- **Required action**
Below are records; output exactly the lines from the one with "Spot the white" through their final line.

*** Block opens ***

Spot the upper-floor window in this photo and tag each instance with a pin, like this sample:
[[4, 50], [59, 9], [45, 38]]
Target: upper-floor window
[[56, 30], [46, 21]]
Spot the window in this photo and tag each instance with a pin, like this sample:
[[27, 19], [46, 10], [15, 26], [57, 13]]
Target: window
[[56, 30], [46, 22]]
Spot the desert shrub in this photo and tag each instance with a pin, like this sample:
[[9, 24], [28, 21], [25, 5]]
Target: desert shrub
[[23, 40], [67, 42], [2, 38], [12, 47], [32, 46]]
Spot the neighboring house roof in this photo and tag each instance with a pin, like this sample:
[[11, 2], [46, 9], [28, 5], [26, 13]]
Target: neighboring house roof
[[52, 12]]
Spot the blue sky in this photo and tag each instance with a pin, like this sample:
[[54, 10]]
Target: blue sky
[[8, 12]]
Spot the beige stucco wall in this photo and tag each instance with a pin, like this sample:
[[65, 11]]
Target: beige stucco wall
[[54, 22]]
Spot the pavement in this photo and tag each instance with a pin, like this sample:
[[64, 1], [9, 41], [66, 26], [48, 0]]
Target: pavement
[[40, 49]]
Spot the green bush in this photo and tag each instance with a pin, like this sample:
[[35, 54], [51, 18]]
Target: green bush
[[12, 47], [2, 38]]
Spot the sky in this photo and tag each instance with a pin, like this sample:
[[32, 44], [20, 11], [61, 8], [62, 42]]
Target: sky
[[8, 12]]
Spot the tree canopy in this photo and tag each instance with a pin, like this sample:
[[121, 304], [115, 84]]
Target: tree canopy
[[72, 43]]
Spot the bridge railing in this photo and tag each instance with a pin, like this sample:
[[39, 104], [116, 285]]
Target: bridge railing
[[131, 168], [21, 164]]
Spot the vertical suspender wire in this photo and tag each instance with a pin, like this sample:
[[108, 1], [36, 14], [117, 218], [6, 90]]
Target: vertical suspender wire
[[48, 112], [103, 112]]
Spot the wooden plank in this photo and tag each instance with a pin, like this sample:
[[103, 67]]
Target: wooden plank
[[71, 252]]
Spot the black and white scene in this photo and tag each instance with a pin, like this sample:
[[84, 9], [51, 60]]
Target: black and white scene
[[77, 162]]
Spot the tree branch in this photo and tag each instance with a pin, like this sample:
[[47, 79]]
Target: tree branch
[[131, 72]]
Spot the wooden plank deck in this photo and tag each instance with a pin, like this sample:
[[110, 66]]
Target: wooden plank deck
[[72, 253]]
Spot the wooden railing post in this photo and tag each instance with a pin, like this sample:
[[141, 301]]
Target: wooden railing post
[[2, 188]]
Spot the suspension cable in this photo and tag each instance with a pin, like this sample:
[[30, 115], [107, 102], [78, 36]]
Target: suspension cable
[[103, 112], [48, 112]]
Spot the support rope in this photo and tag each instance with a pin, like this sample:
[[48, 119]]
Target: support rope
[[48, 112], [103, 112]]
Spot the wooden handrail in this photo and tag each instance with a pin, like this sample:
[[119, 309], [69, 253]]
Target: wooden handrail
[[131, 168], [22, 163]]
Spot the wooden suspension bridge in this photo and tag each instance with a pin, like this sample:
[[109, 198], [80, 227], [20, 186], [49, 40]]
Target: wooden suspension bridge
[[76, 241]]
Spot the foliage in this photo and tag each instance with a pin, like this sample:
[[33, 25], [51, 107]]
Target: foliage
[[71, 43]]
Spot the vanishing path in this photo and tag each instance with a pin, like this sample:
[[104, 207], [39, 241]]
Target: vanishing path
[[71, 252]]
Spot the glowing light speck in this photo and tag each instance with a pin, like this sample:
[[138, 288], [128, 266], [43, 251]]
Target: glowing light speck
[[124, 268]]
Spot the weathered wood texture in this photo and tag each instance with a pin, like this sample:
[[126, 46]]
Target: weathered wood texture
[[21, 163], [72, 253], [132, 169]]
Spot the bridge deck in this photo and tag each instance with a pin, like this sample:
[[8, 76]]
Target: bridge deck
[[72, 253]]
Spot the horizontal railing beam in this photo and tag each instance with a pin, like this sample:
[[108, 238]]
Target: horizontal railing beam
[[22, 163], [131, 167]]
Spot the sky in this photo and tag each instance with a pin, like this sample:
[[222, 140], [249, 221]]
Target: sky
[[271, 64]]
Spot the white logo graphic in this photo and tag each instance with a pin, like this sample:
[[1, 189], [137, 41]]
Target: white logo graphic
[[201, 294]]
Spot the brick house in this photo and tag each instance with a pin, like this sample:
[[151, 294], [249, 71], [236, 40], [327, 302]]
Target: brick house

*** Block closes ***

- **Finished exercise**
Spot the white logo graphic in this photo and tag each instance with a pin, like this sample:
[[1, 189], [137, 41]]
Target: white logo graphic
[[201, 294]]
Spot the brick house in this photo and tag each instance with a pin, like this sample:
[[151, 294], [249, 71], [236, 40], [327, 302]]
Target: brick house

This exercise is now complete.